# Given exercise
Only the lines from the line holding "Mark the wooden" to the last line should be output, each exactly as given.

(Stored items)
▬▬▬▬▬▬▬▬▬▬

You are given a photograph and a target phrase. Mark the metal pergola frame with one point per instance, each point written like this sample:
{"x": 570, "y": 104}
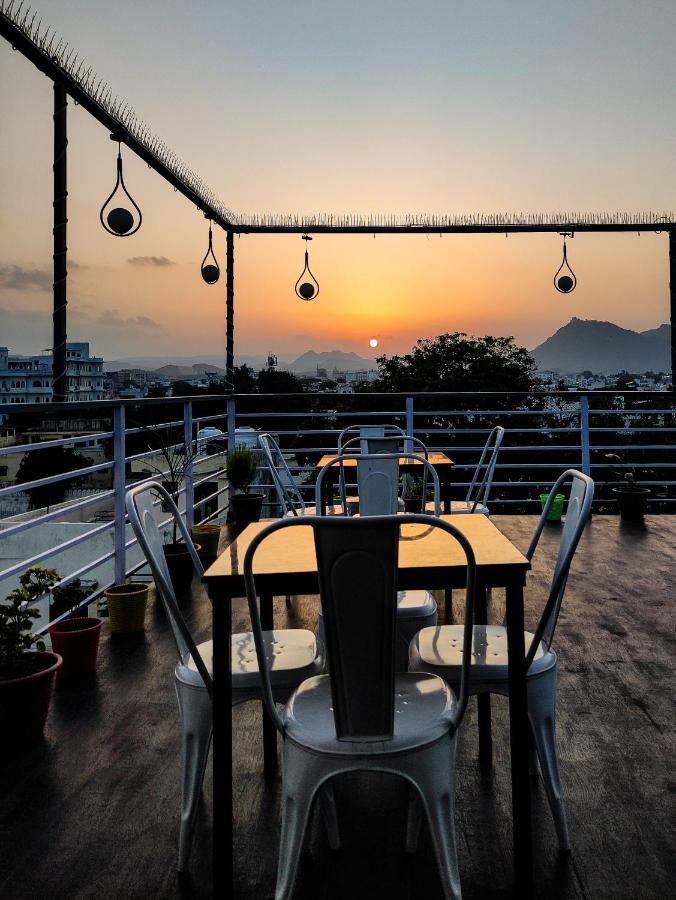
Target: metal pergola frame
{"x": 72, "y": 78}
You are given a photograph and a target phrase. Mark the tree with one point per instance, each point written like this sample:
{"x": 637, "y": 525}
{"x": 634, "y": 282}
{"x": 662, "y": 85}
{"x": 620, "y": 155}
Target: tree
{"x": 51, "y": 461}
{"x": 457, "y": 362}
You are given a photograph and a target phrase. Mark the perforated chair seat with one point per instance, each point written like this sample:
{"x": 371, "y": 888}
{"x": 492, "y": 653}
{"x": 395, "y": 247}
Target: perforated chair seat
{"x": 294, "y": 654}
{"x": 439, "y": 650}
{"x": 460, "y": 507}
{"x": 424, "y": 706}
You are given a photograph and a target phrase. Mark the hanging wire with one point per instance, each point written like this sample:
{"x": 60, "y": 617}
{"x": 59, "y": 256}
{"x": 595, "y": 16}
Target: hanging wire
{"x": 567, "y": 282}
{"x": 307, "y": 286}
{"x": 119, "y": 221}
{"x": 211, "y": 272}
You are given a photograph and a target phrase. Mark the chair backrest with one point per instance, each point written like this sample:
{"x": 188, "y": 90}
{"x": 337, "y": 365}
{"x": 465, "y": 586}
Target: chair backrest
{"x": 579, "y": 507}
{"x": 482, "y": 480}
{"x": 367, "y": 433}
{"x": 357, "y": 564}
{"x": 288, "y": 494}
{"x": 140, "y": 504}
{"x": 378, "y": 481}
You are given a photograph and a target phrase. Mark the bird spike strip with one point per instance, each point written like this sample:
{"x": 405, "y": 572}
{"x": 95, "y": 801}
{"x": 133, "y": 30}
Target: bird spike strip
{"x": 570, "y": 221}
{"x": 73, "y": 68}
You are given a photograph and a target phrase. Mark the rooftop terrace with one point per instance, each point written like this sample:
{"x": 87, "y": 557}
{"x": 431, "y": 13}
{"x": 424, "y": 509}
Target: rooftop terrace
{"x": 93, "y": 810}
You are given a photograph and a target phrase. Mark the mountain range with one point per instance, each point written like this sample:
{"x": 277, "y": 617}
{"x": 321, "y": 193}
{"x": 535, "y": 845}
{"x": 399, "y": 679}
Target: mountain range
{"x": 581, "y": 344}
{"x": 604, "y": 348}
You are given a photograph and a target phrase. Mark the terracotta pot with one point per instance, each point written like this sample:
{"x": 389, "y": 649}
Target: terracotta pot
{"x": 77, "y": 641}
{"x": 181, "y": 568}
{"x": 207, "y": 537}
{"x": 127, "y": 607}
{"x": 24, "y": 702}
{"x": 632, "y": 503}
{"x": 246, "y": 508}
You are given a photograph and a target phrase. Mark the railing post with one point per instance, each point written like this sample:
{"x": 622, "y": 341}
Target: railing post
{"x": 584, "y": 434}
{"x": 410, "y": 424}
{"x": 120, "y": 533}
{"x": 231, "y": 422}
{"x": 187, "y": 439}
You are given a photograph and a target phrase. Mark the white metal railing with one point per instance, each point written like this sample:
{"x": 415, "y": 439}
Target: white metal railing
{"x": 544, "y": 434}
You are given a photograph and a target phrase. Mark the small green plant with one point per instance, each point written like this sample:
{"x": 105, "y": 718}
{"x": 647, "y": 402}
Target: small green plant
{"x": 16, "y": 616}
{"x": 240, "y": 467}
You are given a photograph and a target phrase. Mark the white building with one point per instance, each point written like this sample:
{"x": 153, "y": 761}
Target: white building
{"x": 28, "y": 379}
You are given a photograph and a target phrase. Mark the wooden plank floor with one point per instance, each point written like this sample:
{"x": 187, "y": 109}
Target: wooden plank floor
{"x": 92, "y": 812}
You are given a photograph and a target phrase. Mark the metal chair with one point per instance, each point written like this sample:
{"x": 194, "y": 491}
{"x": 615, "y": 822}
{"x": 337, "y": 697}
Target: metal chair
{"x": 288, "y": 493}
{"x": 295, "y": 655}
{"x": 476, "y": 500}
{"x": 378, "y": 482}
{"x": 442, "y": 650}
{"x": 363, "y": 716}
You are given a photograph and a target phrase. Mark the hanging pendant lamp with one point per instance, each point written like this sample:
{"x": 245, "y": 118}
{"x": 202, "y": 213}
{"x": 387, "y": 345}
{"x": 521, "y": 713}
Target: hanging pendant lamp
{"x": 119, "y": 221}
{"x": 211, "y": 272}
{"x": 307, "y": 286}
{"x": 565, "y": 279}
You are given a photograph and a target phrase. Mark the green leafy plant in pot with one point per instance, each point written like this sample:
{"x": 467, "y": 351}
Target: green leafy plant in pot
{"x": 176, "y": 459}
{"x": 240, "y": 468}
{"x": 631, "y": 497}
{"x": 74, "y": 638}
{"x": 26, "y": 674}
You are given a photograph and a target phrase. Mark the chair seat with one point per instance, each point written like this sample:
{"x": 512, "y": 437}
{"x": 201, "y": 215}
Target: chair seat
{"x": 293, "y": 654}
{"x": 424, "y": 705}
{"x": 414, "y": 604}
{"x": 439, "y": 650}
{"x": 458, "y": 507}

▬▬▬▬▬▬▬▬▬▬

# Result
You are given a photograph and a target phrase. Mark the wooden plank floor with one point per instance, each point written like this sample:
{"x": 187, "y": 109}
Target: wooden plank floor
{"x": 92, "y": 812}
You are given a photograph and a target phrase. Mark the metal chair with one point per instance, each point written like this sample:
{"x": 194, "y": 491}
{"x": 615, "y": 822}
{"x": 337, "y": 697}
Target: metal chair
{"x": 288, "y": 493}
{"x": 295, "y": 655}
{"x": 476, "y": 500}
{"x": 378, "y": 482}
{"x": 442, "y": 650}
{"x": 363, "y": 716}
You are given a photograph and a target phrase. Mark the hanging pendant lamp with one point per instance, each point written like this sample:
{"x": 245, "y": 118}
{"x": 202, "y": 213}
{"x": 387, "y": 345}
{"x": 521, "y": 713}
Target: hanging pendant lamp
{"x": 119, "y": 221}
{"x": 211, "y": 272}
{"x": 307, "y": 286}
{"x": 565, "y": 279}
You are given a photograph and a target phrase. Mark the green leafy plant in pot with one point per instance, each point written like this sample:
{"x": 467, "y": 351}
Target: green leafy plant in pot
{"x": 176, "y": 459}
{"x": 240, "y": 468}
{"x": 631, "y": 497}
{"x": 74, "y": 638}
{"x": 26, "y": 674}
You are given a photograph and a target phrase. Mark the chair seat with one point per instance, each point written like this sample:
{"x": 512, "y": 437}
{"x": 201, "y": 215}
Target: chair seat
{"x": 293, "y": 654}
{"x": 424, "y": 705}
{"x": 414, "y": 604}
{"x": 439, "y": 650}
{"x": 458, "y": 507}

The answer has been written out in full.